■ REQUIRED WORK ■
Copy the data below line for line, leaving every character unchanged.

■ DATA SECTION ■
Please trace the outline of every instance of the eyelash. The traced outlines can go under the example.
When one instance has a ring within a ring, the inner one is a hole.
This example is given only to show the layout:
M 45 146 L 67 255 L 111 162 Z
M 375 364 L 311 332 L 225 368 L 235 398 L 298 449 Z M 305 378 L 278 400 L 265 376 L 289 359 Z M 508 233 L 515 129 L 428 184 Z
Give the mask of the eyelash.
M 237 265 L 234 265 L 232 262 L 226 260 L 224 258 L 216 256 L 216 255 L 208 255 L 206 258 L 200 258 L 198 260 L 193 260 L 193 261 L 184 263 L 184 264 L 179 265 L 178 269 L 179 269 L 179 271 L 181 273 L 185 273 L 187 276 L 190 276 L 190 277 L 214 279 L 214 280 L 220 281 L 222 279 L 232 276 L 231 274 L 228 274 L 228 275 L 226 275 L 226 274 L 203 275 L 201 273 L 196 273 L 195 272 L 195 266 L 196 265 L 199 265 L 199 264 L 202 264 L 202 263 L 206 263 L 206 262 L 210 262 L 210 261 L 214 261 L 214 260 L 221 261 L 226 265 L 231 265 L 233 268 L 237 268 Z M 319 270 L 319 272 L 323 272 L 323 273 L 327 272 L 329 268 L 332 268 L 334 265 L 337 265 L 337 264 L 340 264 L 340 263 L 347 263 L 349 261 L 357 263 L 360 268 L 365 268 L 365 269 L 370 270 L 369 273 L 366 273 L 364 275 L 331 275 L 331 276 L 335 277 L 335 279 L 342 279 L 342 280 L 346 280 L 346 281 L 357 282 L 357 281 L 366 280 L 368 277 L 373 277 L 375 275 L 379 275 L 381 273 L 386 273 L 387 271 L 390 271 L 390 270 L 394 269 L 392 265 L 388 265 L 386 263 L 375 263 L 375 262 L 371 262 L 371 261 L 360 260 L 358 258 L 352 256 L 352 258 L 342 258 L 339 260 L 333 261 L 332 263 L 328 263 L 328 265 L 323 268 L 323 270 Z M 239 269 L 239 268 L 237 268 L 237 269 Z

■ WRITTEN SOLUTION ■
Please trace the outline of every instance of the eyelash. The traced outlines can go under the example.
When one instance has a ring within a ring, the inner one is a hole.
This example is given only to show the layout:
M 45 146 L 67 255 L 111 162 Z
M 375 364 L 311 332 L 225 368 L 235 398 L 298 449 Z M 305 378 L 278 400 L 265 376 L 289 359 Z M 508 233 L 515 129 L 428 184 Z
Give the mask of the eyelash.
M 237 265 L 234 265 L 232 262 L 226 260 L 224 258 L 216 256 L 216 255 L 208 255 L 206 258 L 200 258 L 198 260 L 193 260 L 193 261 L 184 263 L 184 264 L 179 265 L 178 269 L 179 269 L 179 271 L 181 273 L 185 273 L 187 276 L 190 276 L 190 277 L 214 279 L 214 280 L 220 281 L 222 279 L 232 276 L 231 274 L 228 274 L 228 275 L 226 275 L 226 274 L 203 275 L 201 273 L 196 273 L 195 272 L 195 266 L 196 265 L 199 265 L 199 264 L 202 264 L 202 263 L 206 263 L 206 262 L 210 262 L 210 261 L 214 261 L 214 260 L 221 261 L 226 265 L 231 265 L 233 268 L 237 268 Z M 319 270 L 319 272 L 323 272 L 323 273 L 327 272 L 329 268 L 332 268 L 334 265 L 337 265 L 337 264 L 340 264 L 340 263 L 347 263 L 349 261 L 357 263 L 360 268 L 365 268 L 365 269 L 370 270 L 369 273 L 366 273 L 364 275 L 331 275 L 331 276 L 335 277 L 335 279 L 342 279 L 342 280 L 346 280 L 346 281 L 357 282 L 357 281 L 366 280 L 368 277 L 373 277 L 375 275 L 379 275 L 381 273 L 386 273 L 387 271 L 390 271 L 390 270 L 394 269 L 392 265 L 388 265 L 386 263 L 375 263 L 375 262 L 371 262 L 371 261 L 360 260 L 358 258 L 352 256 L 352 258 L 342 258 L 339 260 L 333 261 L 332 263 L 328 263 L 328 265 L 323 268 L 323 270 Z M 239 269 L 239 268 L 237 268 L 237 269 Z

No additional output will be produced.